### Work instructions
Reproduce the whole passage on malaria, COVID-19 and climate change word for word.
(Supplied text Opens)
I am incredibly proud of the response PMI and partners have led to maximize protection against malaria during COVID-19. In 2020, PMI, and many others, worked tirelessly to ensure vital malaria prevention campaigns continued with only minor delays. Thanks to PMI’s efforts, more than 250 million people had a mosquito net to sleep under at night.
Yet I am concerned how COVID-19 continues to disrupt supply chains and strain access to malaria testing and treatment—disruptions that the World Health Organization estimates could cause up to 100,000 additional malaria deaths. While COVID-19’s impact is still being determined, there is no question that delays in care could cause malaria deaths to rise significantly. We need to make every effort to sustain the malaria services we know save lives.
I am also concerned that too many nurses, midwives, community health workers and others who deliver malaria services struggle without sufficient training, equipment, and fair pay. As we work toward a sustainable and resilient recovery from the COVID-19 crisis, we must build back better to make global health systems safer, more effective, and within reach of all. I commend Japanese leadership on universal health coverage. Malaria investments are a key part of helping achieve universal health coverage.
I’d like to now pivot to the second threat, important to both the United States and Japan. Climate change.
Symbolic of the urgent need for climate action—and a reminder of the close ties our countries share—this year cherry blossom peak blooms were among the earliest on record in Washington, DC, and in Japan.
Climate change is a problem we can only solve as a global community, working together. We must challenge ourselves and each other to do more.
(Supplied text Closes)
(Material supplied Opens)
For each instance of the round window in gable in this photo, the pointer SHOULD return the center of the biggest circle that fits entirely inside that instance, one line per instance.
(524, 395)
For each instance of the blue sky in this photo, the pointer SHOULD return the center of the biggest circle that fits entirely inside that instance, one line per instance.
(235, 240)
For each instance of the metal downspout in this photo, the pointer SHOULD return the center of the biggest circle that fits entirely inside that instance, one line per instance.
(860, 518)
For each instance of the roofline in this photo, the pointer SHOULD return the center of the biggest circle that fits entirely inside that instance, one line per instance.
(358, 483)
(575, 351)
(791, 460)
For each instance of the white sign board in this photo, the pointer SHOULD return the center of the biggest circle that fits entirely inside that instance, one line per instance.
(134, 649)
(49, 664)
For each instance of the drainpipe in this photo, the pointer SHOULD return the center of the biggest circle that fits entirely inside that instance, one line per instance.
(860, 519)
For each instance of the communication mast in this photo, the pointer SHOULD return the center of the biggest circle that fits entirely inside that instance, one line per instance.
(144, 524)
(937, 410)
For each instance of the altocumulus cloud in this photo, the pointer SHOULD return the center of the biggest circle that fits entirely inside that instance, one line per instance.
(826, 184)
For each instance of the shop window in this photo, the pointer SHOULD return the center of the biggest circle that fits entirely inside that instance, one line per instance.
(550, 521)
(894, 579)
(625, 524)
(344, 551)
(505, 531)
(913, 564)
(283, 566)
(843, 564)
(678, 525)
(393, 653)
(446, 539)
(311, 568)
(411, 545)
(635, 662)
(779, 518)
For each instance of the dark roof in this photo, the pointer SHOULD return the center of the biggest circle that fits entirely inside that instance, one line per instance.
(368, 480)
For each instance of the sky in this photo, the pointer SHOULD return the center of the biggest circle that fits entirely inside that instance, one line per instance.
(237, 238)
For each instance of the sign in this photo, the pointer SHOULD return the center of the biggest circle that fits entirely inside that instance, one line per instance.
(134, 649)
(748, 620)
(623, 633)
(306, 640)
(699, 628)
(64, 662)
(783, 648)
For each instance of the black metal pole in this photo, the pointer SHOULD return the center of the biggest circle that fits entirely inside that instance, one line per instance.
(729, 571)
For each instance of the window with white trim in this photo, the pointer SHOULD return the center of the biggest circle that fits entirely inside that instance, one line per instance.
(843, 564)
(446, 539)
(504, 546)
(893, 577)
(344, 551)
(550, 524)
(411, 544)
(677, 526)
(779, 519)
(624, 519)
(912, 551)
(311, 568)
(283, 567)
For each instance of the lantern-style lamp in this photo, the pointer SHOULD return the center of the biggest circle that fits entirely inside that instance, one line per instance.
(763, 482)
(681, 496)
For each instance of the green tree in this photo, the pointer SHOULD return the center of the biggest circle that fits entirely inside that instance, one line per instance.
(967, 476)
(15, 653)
(Material supplied Closes)
### Response below
I am incredibly proud of the response PMI and partners have led to maximize protection against malaria during COVID-19. In 2020, PMI, and many others, worked tirelessly to ensure vital malaria prevention campaigns continued with only minor delays. Thanks to PMI’s efforts, more than 250 million people had a mosquito net to sleep under at night.
Yet I am concerned how COVID-19 continues to disrupt supply chains and strain access to malaria testing and treatment—disruptions that the World Health Organization estimates could cause up to 100,000 additional malaria deaths. While COVID-19’s impact is still being determined, there is no question that delays in care could cause malaria deaths to rise significantly. We need to make every effort to sustain the malaria services we know save lives.
I am also concerned that too many nurses, midwives, community health workers and others who deliver malaria services struggle without sufficient training, equipment, and fair pay. As we work toward a sustainable and resilient recovery from the COVID-19 crisis, we must build back better to make global health systems safer, more effective, and within reach of all. I commend Japanese leadership on universal health coverage. Malaria investments are a key part of helping achieve universal health coverage.
I’d like to now pivot to the second threat, important to both the United States and Japan. Climate change.
Symbolic of the urgent need for climate action—and a reminder of the close ties our countries share—this year cherry blossom peak blooms were among the earliest on record in Washington, DC, and in Japan.
Climate change is a problem we can only solve as a global community, working together. We must challenge ourselves and each other to do more.